___ EXCERTO ___

Com o carimbo da Boyo Press (boyopress.com), a obra é uma das ramificações de um trabalho mais alargado desenvolvido por Ryan Mungia, dedicado à Segunda Guerra Mundial, “Shore Leave”, e que percorre fotos e documentos dignos da secção de memorabilia.

Mungia resgatou as imagens que há vários anos circulavam já pela net, de repositórios como os Arquivos Nacionais ou a Biblioteca Nacional de Medicina, e ainda da colecção pessoal do historiador de design gráfico Jim Heimann, que assina um ensaio para o livro. A “She May Be a Bag of Trouble”, cartaz então assinado por “Christian”, recebe as honras de capa, lançando o seu olhar cínico.

A criatividade dos desenhos encontra–se com a luxúria e as ameaças latentes numa partilha de cama, para deleite artístico e pânico generalizado numa sociedade a meças com os fantasmas da prostituição – actividade tão preocupante quanto os planos maquiavélicos de Hitler, Mussolini e Tojo.

___ DADOS FORNECIDOS ___

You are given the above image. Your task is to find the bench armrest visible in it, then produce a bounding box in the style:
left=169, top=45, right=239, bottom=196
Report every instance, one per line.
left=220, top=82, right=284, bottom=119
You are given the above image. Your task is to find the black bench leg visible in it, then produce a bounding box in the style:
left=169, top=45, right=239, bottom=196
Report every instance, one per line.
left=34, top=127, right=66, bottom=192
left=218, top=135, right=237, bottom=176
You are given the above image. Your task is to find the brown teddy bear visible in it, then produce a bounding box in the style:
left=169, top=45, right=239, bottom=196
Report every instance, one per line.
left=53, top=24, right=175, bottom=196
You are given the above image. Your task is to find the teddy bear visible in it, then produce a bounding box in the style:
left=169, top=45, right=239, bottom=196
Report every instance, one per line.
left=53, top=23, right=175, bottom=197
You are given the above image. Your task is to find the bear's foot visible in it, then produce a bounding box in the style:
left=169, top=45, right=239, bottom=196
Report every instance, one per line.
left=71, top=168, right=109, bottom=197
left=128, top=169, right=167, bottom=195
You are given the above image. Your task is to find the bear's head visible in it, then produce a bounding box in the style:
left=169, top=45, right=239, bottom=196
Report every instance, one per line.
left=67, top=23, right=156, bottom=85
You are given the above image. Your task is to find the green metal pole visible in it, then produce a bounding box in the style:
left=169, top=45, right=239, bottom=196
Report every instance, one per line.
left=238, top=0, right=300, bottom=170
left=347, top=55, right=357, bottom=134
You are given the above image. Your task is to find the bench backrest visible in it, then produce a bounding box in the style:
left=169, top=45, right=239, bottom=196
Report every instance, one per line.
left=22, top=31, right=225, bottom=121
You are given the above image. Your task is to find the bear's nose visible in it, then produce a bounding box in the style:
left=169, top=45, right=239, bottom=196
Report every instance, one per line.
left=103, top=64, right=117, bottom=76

___

- [OBJETIVO DO EXERCÍCIO] Prolongue o excerto sobre o livro de Ryan Mungia, começando logo depois da última frase apresentada.

- [RESPOSTA AO PROBLEMA]
O que começou como justificada profilaxia no âmbito da saúde pública e da educação sexual, depressa adquiriu uma feição moralista, inclinada à ignorância e à misoginia. Mensagens moderadas como “Expôs-se à sífilis? Contacte já o seu médico e faça um exame”, cederam espaço a violentas manipulações dos sentimentos de culpa e vergonha – “As doenças venéreas podem ser tratadas, mas não há cura para o arrependimento”.

No coração da ameaça, as mulheres, adversárias do Estado e dos bons preceitos da humanidade. A personificação das doenças sexualmente transmissíveis como a arma secreta das más companhias femininas alastrou pelos trabalhos gráficos. Conselhos que visavam as senhoras de má fama, como “Todos estes homens têm sífilis – senhoras, mantenham-se afastadas dos clubes de dança”, alargaram o seu espectro de influência a adoráveis adolescentes com semblante angelical. “Podes pensar que ela é a tua miúda, mas ela pode ser a miúda de todos”, ou “ela pode parecer limpa… mas”, foram algumas das hesitações que contemplavam até o perfil da namorada fiel.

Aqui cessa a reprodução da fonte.